== SELECTED EXCERPT ==
*****
Our first game of Shadow War Armageddon felt…odd. With the new rules around the corner, using a combination of new and old rules felt at times clunky. But there was more than that.

Ten orks vs 5-man Inquisition team. Our boy’s orks, armed to the teeth with melee weapons. My inquisition team armed to the teeth with ranged weapons. He likes to close and chop and I like to set up lanes of fire.

He set up a massive jungle covered factory complex for us to fight in. I would share pics, but for some unexplainable reason (I asked he had no reason), he set up his team directly across from mine, taking a 6 x 6 board and reducing it to 3 x 6. I suggested otherwise. I asked. And he smiled like he knew something I didn’t.

He did not.

Summing up the action, he walked for three turns. I ran for one and shot for two turns.  He had 3 orks down before he decided to run and then bottled out or ran away to preserve his team.

Not very actiony. In fact, most of our play time was spent consulting charts. Lots of charts. Charts to hit because with all of the modifiers to hit introduced both of us had to roll over 7 on a single six-sided die. Yes, roll a 7 or more on a die that stops at 6. How do you do this? First roll a six, then roll again looking for 4 or more. Problem: When you roll a 6 that figure has to make an ammunition check, fail the check and the weapon is useless for the rest of the game. So even if you hit, you had a chance of running out of ammunition. See what I mean by clunky?

So now that you hit someone, consult a chart to see if you can wound them. Eventually the chart will get memorized. Next roll to see if they save the wound. If they don’t roll to see what kind of wound. In 40k a wound is a wound. In Shadow War a wound can be hide, lay there and bleed, or out.

I know with more games under our belt this will become easier, but I couldn’t help feel and still feel that this could be streamlined to keep the action and reduce the amount of time rolling dice.

Post game is interesting. In the vein of a campaign, each player goes through some end game steps. Get your reward of cash, a skill, or some other stuff. Those wounded figures find out what happened to them by rolling on another chart that can lead to rolling on one last chart.

With all of the above everyone had fun. That is most important. Our boy lost to me, but only because he didn’t charge the whole way across the board and he knew it. He also had Bob the Ork (his name) captured by my team so he has a reason to get back at me. Meanwhile onlookers were interested enough that an Imperial Guard team was created afterwards.
*****
[Source records]
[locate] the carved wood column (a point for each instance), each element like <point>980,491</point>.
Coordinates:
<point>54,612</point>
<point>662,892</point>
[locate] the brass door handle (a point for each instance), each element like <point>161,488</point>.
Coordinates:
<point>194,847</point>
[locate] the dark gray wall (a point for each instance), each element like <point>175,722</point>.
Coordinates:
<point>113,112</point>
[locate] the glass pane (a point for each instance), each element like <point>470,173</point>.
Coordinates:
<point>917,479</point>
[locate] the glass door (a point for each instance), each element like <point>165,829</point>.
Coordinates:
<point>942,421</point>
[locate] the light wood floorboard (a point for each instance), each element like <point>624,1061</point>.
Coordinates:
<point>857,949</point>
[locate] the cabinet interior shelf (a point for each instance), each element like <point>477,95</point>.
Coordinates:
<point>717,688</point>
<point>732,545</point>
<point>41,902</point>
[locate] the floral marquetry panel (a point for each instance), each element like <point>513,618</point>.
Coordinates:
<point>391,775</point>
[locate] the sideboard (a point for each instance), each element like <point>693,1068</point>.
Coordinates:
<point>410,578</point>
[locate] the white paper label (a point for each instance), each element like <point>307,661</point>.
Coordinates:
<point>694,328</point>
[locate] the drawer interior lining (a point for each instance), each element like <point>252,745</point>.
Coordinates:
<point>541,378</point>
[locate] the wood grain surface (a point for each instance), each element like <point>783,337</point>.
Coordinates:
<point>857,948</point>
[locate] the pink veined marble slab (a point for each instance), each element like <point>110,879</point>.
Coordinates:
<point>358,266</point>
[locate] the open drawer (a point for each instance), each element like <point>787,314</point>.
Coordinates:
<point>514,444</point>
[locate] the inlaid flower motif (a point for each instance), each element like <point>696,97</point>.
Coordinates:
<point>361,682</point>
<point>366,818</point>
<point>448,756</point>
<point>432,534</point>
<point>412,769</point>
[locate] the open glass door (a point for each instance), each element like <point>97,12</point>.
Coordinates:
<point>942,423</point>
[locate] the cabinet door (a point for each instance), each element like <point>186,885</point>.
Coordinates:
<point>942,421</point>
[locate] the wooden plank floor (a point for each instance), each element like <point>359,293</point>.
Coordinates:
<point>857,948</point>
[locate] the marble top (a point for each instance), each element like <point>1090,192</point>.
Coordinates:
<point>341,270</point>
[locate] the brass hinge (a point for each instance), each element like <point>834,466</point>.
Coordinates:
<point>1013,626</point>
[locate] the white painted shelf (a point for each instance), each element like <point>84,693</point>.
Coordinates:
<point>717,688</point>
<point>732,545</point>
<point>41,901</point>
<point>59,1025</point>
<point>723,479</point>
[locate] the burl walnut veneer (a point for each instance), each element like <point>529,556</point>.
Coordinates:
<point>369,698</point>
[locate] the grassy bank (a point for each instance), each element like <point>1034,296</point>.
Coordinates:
*****
== TASK REQUIREMENTS ==
1. Transcribe the Shadow War Armageddon game report word for word, starting with "I know with" and going on through "was created afterwards.".
2. Pick up the Shadow War Armageddon game report after its final sentence and keep writing it.

== ANSWERS TO THE EXERCISES ==
1.
I know with more games under our belt this will become easier, but I couldn’t help feel and still feel that this could be streamlined to keep the action and reduce the amount of time rolling dice.

Post game is interesting. In the vein of a campaign, each player goes through some end game steps. Get your reward of cash, a skill, or some other stuff. Those wounded figures find out what happened to them by rolling on another chart that can lead to rolling on one last chart.

With all of the above everyone had fun. That is most important. Our boy lost to me, but only because he didn’t charge the whole way across the board and he knew it. He also had Bob the Ork (his name) captured by my team so he has a reason to get back at me. Meanwhile onlookers were interested enough that an Imperial Guard team was created afterwards.

2.
Finally Shadow War Armageddon

There is the game and the hobby. With most Games Workshop games you have to make a choice, do you play the game or do you work the hobby and then play your game. I am positive there is an in between where you do both, but I have never been that guy. I am either going to play the game with unpainted miniatures or I am going to spend the time to paint my miniatures and then play the game. I like to delay my pleasure.

Yes, I know I could play the game AND paint the miniatures. But I don’t and let me tell you why…okay I don’t have a why. I do have a story which is a combination of stories.

While working at the hobby shop I was routinely challenged to play games. In theory the guy selling you games should be the best or something like that. I and Big Man turned down no challenges. We really had little to do other than read games, learn games, paint miniatures, and sell games. Challenges were our way to have sanctioned fun.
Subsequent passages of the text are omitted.